Aufgaben zur Übung:
1. Schreibe den Abschnitt des Textauszugs von „Ausschnitt aus dem“ bis „Deutschland fördern würde.“ ab und tausche dabei „Restaurant“ gegen „Café“ aus.
2. Übersetze den Satz „Schöpflin ist bereit, bis zu 25 Millionen Euro in das Projekt zu investieren.“ aus dem Textauszug ins Englische.
3. Was soll laut dem Textauszug im Erdgeschoss des geplanten Hauses entstehen?
━━━━━ Textauszug ━━━━━
Print Friendly, PDF & Email

85 Stiftungen fördern in Deutschland Non-Profit-Journalismus – mit Projektfinanzierungen, Stipendien und Journalistenpreisen. Die Schöpflin Stiftung aus Lörrach ist ganz vorne mit dabei. Sie finanziert nicht nur Großprojekte wie „Correctiv“ mit, sondern unterstützt auch lokale Initiativen.

Ausschnitt aus dem geplanten Haus des gemeinnützigen Journalismus. Foto: Screenshot von haus-des-journalismus.de

Im Erdgeschoss sollen ein Restaurant und ein großer Veranstaltungsraum entstehen. In der ersten Etage Schulungsräume und rotierende Arbeitsplätze. Im zweiten Stock wird es Büros für Redakteure geben, darüber ein kleines Youth Hostel und ganz oben Wohnungen. So sieht die grobe Planung für das „Haus des gemeinnützigen Journalismus“ aus, das die Schöpflin Stiftung zusammen mit dem Recherchebüro „Correctiv“ in Berlin errichten will. Schöpflin ist bereit, bis zu 25 Millionen Euro in das Projekt zu investieren. Dies wäre die mit Abstand größte Investition, mit der eine Stiftung Journalismus in Deutschland fördern würde.

85 Stiftungen sind hier zu Lande aktiv, um die Finanzierung eines kritischen und investigativen Journalismus zu unterstützen – durch die Förderung größerer Medienprojekte wie dem gemeinnützigen „Correctiv“, durch Aus- und Weiterbildungsmaßnahmen für Journalisten, durch die Auslobung von Preisen für herausragende Reportagen, durch die Vergabe von Reise- und Recherchestipendien. Oft handelt es sich um Stiftungen, die aus dem Privatvermögen von Verlegern, Chefredakteuren und prominenten Journalisten gegründet wurden. Um die Rudolf-Augstein-Stiftung, um die Stiftung von August Schwingenstein, einem Mitgründer der „Süddeutschen Zeitung“, oder um die Stiftung des ehemaligen „Tagesthemen“-Moderators Ulrich Wickert, um nur einige Beispiele zu nennen. Einige Journalismus-fördernde Stiftungen haben jedoch keinen direkten Bezug zur Medienindustrie wie die Robert-Bosch-Stiftung. Oder eben die Schöpflin Stiftung.
━━━━━ Vorliegende Angaben ━━━━━
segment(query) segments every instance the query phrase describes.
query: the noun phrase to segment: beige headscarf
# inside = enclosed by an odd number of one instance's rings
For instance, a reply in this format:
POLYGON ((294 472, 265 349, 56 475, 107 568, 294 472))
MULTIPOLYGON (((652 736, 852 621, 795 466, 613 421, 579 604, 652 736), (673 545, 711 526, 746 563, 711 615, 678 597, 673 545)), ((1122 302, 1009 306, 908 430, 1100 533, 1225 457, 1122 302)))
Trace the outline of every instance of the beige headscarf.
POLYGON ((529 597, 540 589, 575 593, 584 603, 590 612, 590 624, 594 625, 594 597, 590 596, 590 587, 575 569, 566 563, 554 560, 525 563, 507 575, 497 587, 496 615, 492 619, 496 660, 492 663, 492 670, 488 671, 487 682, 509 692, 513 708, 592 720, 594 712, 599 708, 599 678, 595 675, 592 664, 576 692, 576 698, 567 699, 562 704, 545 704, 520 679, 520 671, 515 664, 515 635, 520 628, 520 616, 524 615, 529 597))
━━━━━
Lösungen:
1.
Ausschnitt aus dem geplanten Haus des gemeinnützigen Journalismus. Foto: Screenshot von haus-des-journalismus.de

Im Erdgeschoss sollen ein Café und ein großer Veranstaltungsraum entstehen. In der ersten Etage Schulungsräume und rotierende Arbeitsplätze. Im zweiten Stock wird es Büros für Redakteure geben, darüber ein kleines Youth Hostel und ganz oben Wohnungen. So sieht die grobe Planung für das „Haus des gemeinnützigen Journalismus“ aus, das die Schöpflin Stiftung zusammen mit dem Recherchebüro „Correctiv“ in Berlin errichten will. Schöpflin ist bereit, bis zu 25 Millionen Euro in das Projekt zu investieren. Dies wäre die mit Abstand größte Investition, mit der eine Stiftung Journalismus in Deutschland fördern würde.

2. Schöpflin is prepared to invest up to 25 million euros in the project.

3. Ein Restaurant und ein großer Veranstaltungsraum.